Stated goal
Starting with the line that contains "of the foggy" and going on through the end of the items, write those lines out again with "pigeon" replaced by "crow". Leave everything else unchanged.

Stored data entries
§ §
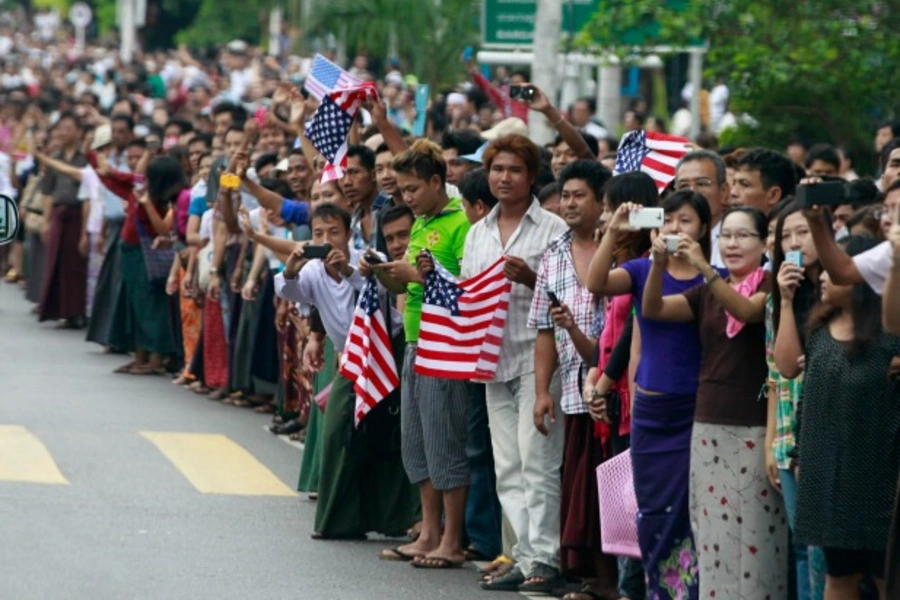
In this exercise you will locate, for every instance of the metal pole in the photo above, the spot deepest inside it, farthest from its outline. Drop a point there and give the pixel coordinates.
(695, 68)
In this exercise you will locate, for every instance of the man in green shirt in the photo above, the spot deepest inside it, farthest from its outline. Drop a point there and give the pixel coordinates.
(433, 411)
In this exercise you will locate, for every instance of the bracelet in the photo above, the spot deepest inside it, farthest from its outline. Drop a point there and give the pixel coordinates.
(709, 280)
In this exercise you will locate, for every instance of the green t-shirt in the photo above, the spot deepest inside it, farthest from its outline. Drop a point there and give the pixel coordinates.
(445, 236)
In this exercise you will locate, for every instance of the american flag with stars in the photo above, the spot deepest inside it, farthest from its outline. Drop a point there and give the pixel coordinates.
(656, 154)
(325, 76)
(331, 124)
(368, 358)
(462, 324)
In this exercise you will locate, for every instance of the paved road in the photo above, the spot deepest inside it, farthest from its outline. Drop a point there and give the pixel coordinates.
(100, 491)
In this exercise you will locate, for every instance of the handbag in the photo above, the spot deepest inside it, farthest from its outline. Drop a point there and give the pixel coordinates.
(618, 507)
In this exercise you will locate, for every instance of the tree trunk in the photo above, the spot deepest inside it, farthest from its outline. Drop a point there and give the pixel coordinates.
(547, 30)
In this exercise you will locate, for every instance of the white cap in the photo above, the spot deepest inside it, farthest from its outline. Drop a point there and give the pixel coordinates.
(509, 126)
(102, 137)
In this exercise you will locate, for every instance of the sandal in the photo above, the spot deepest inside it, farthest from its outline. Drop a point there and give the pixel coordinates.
(436, 562)
(548, 579)
(508, 582)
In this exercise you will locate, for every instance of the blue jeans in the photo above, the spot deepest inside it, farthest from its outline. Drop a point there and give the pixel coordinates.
(483, 516)
(811, 559)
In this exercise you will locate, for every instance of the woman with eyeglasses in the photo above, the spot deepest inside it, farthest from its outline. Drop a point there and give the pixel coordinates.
(736, 515)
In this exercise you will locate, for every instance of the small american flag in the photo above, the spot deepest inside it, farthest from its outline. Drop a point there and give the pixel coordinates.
(325, 76)
(656, 154)
(462, 324)
(368, 358)
(331, 123)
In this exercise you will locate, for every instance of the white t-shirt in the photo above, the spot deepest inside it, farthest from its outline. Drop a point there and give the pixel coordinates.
(336, 300)
(874, 265)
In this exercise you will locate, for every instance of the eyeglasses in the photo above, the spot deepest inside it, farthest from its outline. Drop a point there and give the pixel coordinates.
(743, 237)
(686, 184)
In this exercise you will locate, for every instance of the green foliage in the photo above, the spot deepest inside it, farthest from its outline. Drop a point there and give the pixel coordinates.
(427, 36)
(818, 67)
(220, 21)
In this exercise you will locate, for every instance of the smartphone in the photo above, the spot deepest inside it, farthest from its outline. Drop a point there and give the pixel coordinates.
(554, 301)
(525, 93)
(826, 193)
(647, 218)
(373, 259)
(794, 256)
(315, 251)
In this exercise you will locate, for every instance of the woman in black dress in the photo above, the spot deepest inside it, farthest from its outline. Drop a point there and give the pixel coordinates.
(848, 422)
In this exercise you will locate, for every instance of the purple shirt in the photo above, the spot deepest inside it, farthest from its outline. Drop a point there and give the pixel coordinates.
(670, 352)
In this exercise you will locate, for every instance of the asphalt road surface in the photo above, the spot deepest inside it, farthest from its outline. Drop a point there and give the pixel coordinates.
(126, 487)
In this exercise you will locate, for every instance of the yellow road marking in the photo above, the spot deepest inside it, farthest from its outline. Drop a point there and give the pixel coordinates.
(23, 457)
(216, 465)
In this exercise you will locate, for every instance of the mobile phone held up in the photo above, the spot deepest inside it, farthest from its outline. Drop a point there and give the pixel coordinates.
(646, 218)
(794, 256)
(313, 251)
(825, 193)
(554, 300)
(525, 93)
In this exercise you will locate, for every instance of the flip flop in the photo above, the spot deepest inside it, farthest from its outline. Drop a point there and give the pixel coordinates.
(435, 562)
(396, 554)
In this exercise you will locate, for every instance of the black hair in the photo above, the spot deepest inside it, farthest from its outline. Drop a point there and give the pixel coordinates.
(825, 153)
(893, 124)
(548, 191)
(590, 140)
(886, 150)
(203, 138)
(265, 160)
(474, 186)
(238, 113)
(365, 155)
(635, 186)
(591, 172)
(129, 122)
(183, 125)
(865, 305)
(810, 289)
(862, 192)
(328, 211)
(165, 179)
(774, 169)
(638, 187)
(698, 202)
(397, 212)
(464, 141)
(713, 157)
(279, 186)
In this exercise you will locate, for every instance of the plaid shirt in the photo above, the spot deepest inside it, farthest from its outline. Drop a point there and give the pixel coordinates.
(557, 274)
(788, 394)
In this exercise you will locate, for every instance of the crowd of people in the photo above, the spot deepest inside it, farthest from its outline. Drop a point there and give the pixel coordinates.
(744, 353)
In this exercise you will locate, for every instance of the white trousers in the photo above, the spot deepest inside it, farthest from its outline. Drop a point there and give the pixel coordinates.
(528, 469)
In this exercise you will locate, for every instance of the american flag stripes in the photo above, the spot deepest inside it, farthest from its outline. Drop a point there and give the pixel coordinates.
(656, 154)
(368, 358)
(331, 123)
(325, 76)
(462, 324)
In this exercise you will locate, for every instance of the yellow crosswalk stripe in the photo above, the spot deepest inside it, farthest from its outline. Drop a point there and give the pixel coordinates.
(216, 465)
(23, 457)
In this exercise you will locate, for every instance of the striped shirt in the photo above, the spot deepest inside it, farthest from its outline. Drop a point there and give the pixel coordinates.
(530, 240)
(557, 274)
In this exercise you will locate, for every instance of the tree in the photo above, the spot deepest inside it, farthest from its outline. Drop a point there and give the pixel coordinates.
(816, 67)
(428, 35)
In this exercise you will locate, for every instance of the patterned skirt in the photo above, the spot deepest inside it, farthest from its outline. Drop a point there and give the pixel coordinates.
(739, 522)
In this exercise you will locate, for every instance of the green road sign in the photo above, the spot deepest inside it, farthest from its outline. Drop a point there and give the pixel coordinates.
(506, 23)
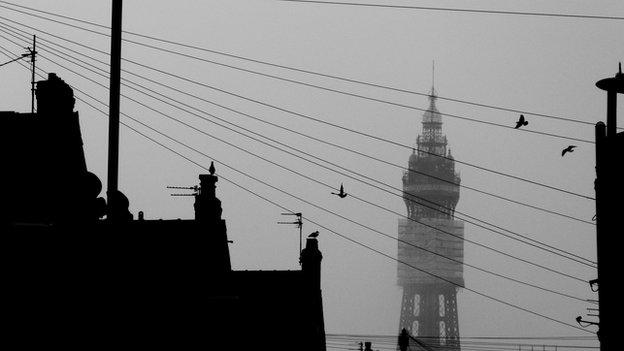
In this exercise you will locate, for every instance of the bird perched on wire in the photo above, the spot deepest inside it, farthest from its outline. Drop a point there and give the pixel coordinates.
(568, 149)
(341, 194)
(521, 122)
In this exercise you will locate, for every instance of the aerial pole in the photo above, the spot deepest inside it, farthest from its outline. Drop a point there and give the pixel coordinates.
(33, 53)
(609, 198)
(113, 115)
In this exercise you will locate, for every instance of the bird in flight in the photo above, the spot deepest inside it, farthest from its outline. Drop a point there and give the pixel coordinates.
(568, 149)
(521, 122)
(341, 194)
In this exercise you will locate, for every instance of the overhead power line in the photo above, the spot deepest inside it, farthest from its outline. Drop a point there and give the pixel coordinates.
(103, 72)
(311, 137)
(320, 120)
(307, 71)
(298, 173)
(461, 10)
(293, 81)
(354, 241)
(311, 220)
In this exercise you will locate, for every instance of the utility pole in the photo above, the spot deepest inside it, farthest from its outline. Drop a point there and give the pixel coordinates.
(609, 197)
(113, 115)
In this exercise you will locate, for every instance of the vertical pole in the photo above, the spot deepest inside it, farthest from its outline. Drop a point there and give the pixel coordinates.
(609, 194)
(300, 220)
(113, 116)
(32, 79)
(611, 113)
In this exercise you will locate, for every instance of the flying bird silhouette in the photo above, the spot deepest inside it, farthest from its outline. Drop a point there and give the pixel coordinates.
(568, 149)
(341, 194)
(521, 122)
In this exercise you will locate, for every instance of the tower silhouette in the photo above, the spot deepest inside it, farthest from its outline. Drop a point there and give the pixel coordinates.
(431, 192)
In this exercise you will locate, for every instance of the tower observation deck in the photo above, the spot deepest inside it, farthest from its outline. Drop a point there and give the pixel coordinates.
(431, 192)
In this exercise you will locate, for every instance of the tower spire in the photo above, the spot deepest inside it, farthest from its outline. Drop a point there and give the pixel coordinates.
(433, 79)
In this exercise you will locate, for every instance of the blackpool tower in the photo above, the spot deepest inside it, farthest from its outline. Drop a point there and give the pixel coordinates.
(429, 237)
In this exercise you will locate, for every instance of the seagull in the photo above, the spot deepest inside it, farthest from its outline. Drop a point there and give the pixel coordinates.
(568, 149)
(521, 122)
(341, 194)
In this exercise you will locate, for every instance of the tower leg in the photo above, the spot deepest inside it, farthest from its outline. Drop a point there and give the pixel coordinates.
(430, 312)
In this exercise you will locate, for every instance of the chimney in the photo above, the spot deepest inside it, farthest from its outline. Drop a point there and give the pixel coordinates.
(207, 205)
(311, 259)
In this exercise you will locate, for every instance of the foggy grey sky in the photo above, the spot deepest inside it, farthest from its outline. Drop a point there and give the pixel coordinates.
(538, 64)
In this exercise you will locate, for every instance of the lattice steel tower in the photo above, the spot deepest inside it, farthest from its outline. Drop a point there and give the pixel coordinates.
(431, 192)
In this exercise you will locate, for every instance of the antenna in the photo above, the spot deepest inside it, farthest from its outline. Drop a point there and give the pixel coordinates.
(299, 223)
(196, 189)
(33, 54)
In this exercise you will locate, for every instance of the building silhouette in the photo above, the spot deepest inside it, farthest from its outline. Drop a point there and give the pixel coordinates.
(74, 279)
(431, 192)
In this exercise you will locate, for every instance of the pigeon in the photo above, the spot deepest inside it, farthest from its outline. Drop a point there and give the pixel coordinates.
(568, 149)
(521, 122)
(341, 194)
§ §
Expected answer
In this exercise you will locate, for every instance of the foggy grey sky in the photo above, the spot deepest inside it, farthest from its outline. Drop a point there and give the pixel coordinates.
(538, 64)
In this exercise you will locate, for every instance of the lattice steel tower in the photo above, the spot deepest inside it, farthest from its outline. Drop a point there and give the pixel coordinates.
(431, 192)
In this exercise you will locate, for every instance of the antenna in the photo above, the spot deepest inside it, farthest from its outline. Drop a point there and give the pixel coordinates.
(299, 223)
(196, 189)
(33, 54)
In this exercise you will locate, for every instance of the building silhouette in the photo above, the spot deepest inside it, farthest from its outline. Drop a point there and give the pixel coordinates.
(74, 279)
(431, 192)
In this exercise you will locate, for every instance of the crow in the photo above, the spot deepest inside it, farthest from its outline. Drop a point there and give the pixel coordinates.
(568, 149)
(521, 122)
(341, 194)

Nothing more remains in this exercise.